DIRECTION: Write out every record in full, exactly as written, please.

Records from a dataset:
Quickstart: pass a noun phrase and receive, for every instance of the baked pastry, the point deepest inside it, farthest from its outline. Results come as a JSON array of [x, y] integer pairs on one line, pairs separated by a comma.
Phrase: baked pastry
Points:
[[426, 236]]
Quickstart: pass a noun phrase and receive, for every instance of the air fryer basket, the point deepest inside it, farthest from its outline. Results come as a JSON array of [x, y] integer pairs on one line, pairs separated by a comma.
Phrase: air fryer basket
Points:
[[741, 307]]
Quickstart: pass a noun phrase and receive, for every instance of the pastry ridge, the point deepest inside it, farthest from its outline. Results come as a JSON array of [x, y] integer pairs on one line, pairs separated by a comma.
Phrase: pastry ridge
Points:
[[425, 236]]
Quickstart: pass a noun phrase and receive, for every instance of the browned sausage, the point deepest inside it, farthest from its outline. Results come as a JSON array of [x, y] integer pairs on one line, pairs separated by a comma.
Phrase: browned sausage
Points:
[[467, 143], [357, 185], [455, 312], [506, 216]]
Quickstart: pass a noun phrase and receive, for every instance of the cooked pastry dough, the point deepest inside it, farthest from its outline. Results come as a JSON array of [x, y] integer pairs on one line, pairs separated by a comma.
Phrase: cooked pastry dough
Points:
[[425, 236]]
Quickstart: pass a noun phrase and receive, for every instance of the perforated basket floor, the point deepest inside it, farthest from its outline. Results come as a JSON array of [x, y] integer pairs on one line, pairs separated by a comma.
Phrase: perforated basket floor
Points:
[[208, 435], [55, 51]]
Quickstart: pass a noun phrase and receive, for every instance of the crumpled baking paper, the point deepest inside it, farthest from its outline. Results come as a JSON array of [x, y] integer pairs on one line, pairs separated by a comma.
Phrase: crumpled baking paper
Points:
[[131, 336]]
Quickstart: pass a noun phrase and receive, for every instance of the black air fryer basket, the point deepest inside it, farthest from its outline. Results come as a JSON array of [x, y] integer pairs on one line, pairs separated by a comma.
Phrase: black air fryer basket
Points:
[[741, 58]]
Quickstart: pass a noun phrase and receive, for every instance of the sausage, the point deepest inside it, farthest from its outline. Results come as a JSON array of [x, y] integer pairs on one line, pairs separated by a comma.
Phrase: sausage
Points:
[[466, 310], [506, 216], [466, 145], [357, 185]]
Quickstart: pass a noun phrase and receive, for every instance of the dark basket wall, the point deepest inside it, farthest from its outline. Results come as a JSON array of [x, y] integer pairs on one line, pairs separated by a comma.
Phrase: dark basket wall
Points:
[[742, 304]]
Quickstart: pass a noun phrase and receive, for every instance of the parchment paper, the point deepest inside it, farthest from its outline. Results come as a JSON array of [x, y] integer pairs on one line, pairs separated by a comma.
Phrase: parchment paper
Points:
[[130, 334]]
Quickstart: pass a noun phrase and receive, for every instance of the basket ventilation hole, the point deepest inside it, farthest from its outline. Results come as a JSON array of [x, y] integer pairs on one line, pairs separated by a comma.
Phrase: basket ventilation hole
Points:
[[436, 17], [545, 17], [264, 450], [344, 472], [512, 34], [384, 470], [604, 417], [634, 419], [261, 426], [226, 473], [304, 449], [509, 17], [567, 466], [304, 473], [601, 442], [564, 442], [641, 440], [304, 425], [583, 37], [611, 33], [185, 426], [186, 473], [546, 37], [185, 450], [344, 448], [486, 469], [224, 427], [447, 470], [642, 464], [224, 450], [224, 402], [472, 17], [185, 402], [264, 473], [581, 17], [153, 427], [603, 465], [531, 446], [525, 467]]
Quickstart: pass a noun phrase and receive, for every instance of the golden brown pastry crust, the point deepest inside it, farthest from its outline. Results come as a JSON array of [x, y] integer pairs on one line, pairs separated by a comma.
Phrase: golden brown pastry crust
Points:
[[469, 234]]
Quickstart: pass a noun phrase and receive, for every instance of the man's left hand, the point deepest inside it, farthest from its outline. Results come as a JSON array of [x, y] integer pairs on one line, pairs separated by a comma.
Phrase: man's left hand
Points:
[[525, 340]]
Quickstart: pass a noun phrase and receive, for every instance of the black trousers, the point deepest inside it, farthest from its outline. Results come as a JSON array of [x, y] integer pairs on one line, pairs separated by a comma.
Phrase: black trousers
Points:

RESULT:
Quickstart: pass a noun phrase and receive, for every instance of the baked pastry, the point deepest inside it, farthest from its outline. Results come as a JSON array of [x, y] integer pairs on one line, pairs separated by a comma.
Phrase: baked pastry
Points:
[[426, 236]]
Quickstart: pass a noun phrase and receive, for every instance of the air fryer basket, the point deepest inside it, farthest from its outline. Results come as a JSON array of [x, y] integer pairs on one line, pairs separated by a comma.
Phrase: air fryer basket
Points:
[[741, 307]]
Quickstart: pass a noun phrase and receive, for every instance of the pastry ridge, the point deepest inside it, farthest from its outline. Results come as a JSON array of [x, y] integer pairs on one line, pairs separated by a comma.
Phrase: pastry ridge
Points:
[[425, 236]]
Quickstart: pass a noun phrase and receive, for every instance of the browned sausage, the point deepest inside it, farthest from its outline. Results come as a JSON array of [x, y] integer pairs on one line, pairs separated by a comma.
Phrase: browned sausage
Points:
[[467, 143], [357, 185], [455, 312], [506, 216]]
Quickstart: pass a noun phrase and receive, for every instance of the cooked pastry dough, the point deepest inside it, farthest from its outline. Results come as a JSON array of [x, y] integer pairs on one line, pairs separated by a comma.
Phrase: cooked pastry dough
Points:
[[425, 236]]
Quickstart: pass a noun phrase and receive, for every instance of the perforated basket floor, the point deepest inside it, farthest from its outline. Results come as a JSON array of [x, y] integer pairs on one line, pairs separated by a comma.
Phrase: perforated basket floor
Points:
[[208, 435], [55, 51]]
Quickstart: pass a noun phrase and receive, for every instance of the crumpled baking paper, the point deepest inside it, farthest from its outline. Results come as a JSON array of [x, y] integer pairs on one line, pairs separated by a comma.
Phrase: crumpled baking paper
Points:
[[131, 336]]
Quickstart: pass a noun phrase and receive, for every instance of the black air fryer basket, the point deepest inside it, farthest from its outline. Results come as a JSON array of [x, y] integer pairs on one line, pairs separated by a comma.
Phrase: black air fryer basket
Points:
[[741, 58]]
Quickstart: pass a noun phrase and receive, for every instance of the sausage, the point deepest inside it, farthest from its outline. Results come as a JSON array of [x, y] integer pairs on one line, pairs separated by a comma.
Phrase: sausage
Points:
[[466, 310], [506, 216], [466, 145], [357, 185]]
Quickstart: pass a noun phrase and receive, for every instance of the dark basket wall, the point deepest inside it, farthest from its outline. Results come as a JSON array of [x, y] integer pairs on one line, pairs separated by a comma.
Phrase: dark basket wall
Points:
[[742, 304]]
Quickstart: pass a noun phrase and receive, for every instance of the parchment paper, the point deepest inside it, farthest from its outline. Results come as a JSON array of [x, y] integer pairs on one line, pairs separated by a comma.
Phrase: parchment paper
Points:
[[130, 334]]
Quickstart: pass a noun phrase and receive, for every instance of the basket ventilation hole, the point deepest inside it, farthest from its outline. Results come as a JSON array of [x, y] integer pairs on one line, pairs separated by a comma.
Phrase: basket ventilation hole
Points:
[[436, 17], [545, 17], [264, 450], [344, 472], [512, 34], [384, 470], [604, 417], [634, 419], [261, 426], [226, 473], [304, 449], [509, 17], [567, 466], [304, 473], [601, 442], [564, 442], [641, 440], [304, 425], [583, 37], [611, 33], [185, 426], [186, 473], [546, 37], [185, 450], [344, 448], [486, 469], [224, 427], [447, 470], [642, 464], [224, 450], [224, 402], [472, 17], [185, 402], [264, 473], [581, 17], [153, 427], [603, 465], [531, 446], [525, 467]]
Quickstart: pass a noun phrase and receive, for every instance of the golden brown pastry crust, the point deepest inside it, farthest from its outline. Results come as a JSON array of [x, y] integer pairs on one line, pairs separated by a comma.
Phrase: golden brown pastry crust
Points:
[[469, 234]]
Quickstart: pass a noun phrase and receive, for every instance of the man's left hand, the point deepest inside it, farthest from its outline. Results come as a JSON array of [x, y] integer pairs on one line, pairs separated by a comma.
Phrase: man's left hand
Points:
[[525, 340]]
Quickstart: pass a noun phrase and receive, for every instance of the black trousers, the point deepest inside it, farthest from its outline. Results come as a JSON array of [x, y] integer pairs on one line, pairs separated by a comma.
Phrase: black trousers
Points:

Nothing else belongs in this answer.